InfoSphere DataStage is the tool that I have been working on since 2006. In this blog I wish to share how we can easily integrate various data sources and extract the data from there and transform it on the way and finally load it in our warehouse.
InfoSphere DataStage provides a designer tool that allows developers to visually create integration jobs. Job is used within InfoSphere DataStage to describe extract, transform and load (ETL) tasks. Jobs are composed from a rich palette of operators called stages. These stages include:
• Source and target access for databases, applications and files
• General processing stages such as filter, sort, join, union, lookup and aggregations
• Built-in and custom transformations
• Copy, move, FTP and other data movement stages
• Real-time, XML, SOA and Message queue processing.

§ **Exercise tasks**
- a) Copy the DataStage text from "InfoSphere DataStage provides" up to and including "Message queue processing.", changing "operators" to "building blocks".
- b) Answer these questions from the DataStage text:
(i) Since what year has the writer been working on InfoSphere DataStage?
(ii) What are the operators that jobs are composed from called?
(iii) Which data movement stages are named before "and other data movement stages"?
- c) Resume the DataStage text after its last sentence, writing a few more sentences in the same manner.
The records have no connection to the DataStage text.

§ **Data shown**
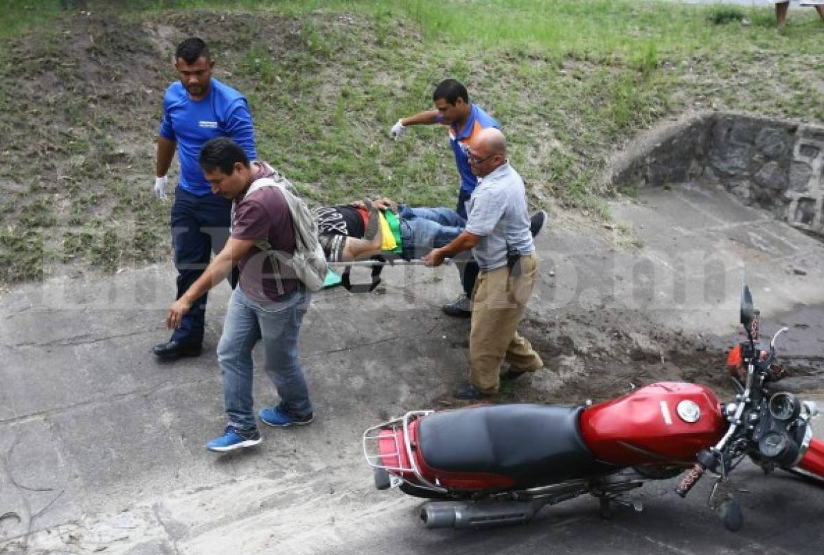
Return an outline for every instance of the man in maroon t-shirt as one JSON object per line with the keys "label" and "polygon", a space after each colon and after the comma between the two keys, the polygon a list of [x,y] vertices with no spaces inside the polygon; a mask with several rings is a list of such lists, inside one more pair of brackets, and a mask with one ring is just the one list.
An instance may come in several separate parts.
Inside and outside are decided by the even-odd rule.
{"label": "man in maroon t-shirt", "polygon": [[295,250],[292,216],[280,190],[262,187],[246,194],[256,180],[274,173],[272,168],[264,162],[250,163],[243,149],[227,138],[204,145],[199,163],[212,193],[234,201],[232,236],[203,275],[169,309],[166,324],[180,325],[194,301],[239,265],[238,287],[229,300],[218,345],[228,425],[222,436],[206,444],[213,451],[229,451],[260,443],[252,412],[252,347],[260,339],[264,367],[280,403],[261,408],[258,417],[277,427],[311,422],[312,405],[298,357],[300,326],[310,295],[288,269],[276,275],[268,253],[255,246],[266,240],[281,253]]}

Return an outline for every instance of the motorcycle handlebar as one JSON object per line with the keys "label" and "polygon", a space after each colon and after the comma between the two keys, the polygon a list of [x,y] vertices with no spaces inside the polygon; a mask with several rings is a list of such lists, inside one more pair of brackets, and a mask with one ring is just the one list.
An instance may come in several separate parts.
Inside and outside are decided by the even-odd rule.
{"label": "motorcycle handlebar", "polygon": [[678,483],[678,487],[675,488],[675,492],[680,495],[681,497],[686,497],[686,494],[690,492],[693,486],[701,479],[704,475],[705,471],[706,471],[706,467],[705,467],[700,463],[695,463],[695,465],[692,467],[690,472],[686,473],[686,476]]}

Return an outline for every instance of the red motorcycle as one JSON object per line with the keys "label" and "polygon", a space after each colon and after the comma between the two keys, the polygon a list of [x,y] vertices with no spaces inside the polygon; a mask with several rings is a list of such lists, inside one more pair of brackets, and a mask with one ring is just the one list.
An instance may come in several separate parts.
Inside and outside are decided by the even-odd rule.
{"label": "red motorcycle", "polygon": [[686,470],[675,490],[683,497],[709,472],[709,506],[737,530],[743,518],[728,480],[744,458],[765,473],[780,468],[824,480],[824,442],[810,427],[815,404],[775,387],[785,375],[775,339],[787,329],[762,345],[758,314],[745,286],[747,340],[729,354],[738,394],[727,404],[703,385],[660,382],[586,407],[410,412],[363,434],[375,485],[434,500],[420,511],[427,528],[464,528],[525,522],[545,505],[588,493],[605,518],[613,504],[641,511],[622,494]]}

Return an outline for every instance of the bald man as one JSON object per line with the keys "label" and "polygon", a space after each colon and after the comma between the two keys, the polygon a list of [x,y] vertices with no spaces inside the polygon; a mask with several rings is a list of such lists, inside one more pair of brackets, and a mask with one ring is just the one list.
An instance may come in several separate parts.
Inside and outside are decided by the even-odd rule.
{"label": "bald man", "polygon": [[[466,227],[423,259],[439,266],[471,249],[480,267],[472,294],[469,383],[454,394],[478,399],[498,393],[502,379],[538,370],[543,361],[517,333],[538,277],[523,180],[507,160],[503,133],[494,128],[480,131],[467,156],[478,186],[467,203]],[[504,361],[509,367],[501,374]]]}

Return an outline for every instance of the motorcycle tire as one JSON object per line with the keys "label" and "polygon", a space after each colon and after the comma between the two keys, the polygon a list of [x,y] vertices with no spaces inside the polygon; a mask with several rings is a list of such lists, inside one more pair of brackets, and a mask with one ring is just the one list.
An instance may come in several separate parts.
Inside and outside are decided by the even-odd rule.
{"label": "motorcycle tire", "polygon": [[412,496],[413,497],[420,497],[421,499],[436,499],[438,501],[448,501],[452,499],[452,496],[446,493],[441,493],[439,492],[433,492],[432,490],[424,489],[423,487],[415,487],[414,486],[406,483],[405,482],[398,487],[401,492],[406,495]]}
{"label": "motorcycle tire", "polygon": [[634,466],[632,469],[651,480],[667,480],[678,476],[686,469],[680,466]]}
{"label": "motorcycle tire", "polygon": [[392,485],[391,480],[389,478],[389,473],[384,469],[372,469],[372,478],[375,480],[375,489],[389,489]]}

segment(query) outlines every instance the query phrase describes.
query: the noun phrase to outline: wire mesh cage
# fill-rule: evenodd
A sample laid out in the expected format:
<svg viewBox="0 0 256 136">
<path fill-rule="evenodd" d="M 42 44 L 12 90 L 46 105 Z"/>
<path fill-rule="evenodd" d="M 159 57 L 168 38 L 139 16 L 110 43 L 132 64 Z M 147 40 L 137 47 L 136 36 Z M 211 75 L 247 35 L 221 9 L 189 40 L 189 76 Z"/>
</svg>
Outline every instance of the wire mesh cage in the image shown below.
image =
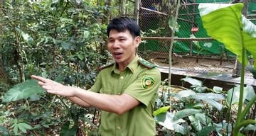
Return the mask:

§ **Responses to the exercise**
- a)
InfoSphere DataStage provides a designer tool that allows developers to visually create integration jobs. Job is used within InfoSphere DataStage to describe extract, transform and load (ETL) tasks. Jobs are composed from a rich palette of building blocks called stages. These stages include:
• Source and target access for databases, applications and files
• General processing stages such as filter, sort, join, union, lookup and aggregations
• Built-in and custom transformations
• Copy, move, FTP and other data movement stages
• Real-time, XML, SOA and Message queue processing.

- b)
(i) 2006
(ii) Stages
(iii) Copy, move and FTP

- c)
Additionally, InfoSphere DataStage allows pre- and post-conditions to be applied to all these stages. Multiple jobs can be controlled and linked by a sequencer. The sequencer provides the control logic that can be used to process the appropriate data integration jobs. InfoSphere DataStage also supports a rich administration capability for deploying, scheduling and monitoring jobs.
A picture speaks thousand words, here is a sample data stage job on parallel canvas (more about Parallel Canvas later)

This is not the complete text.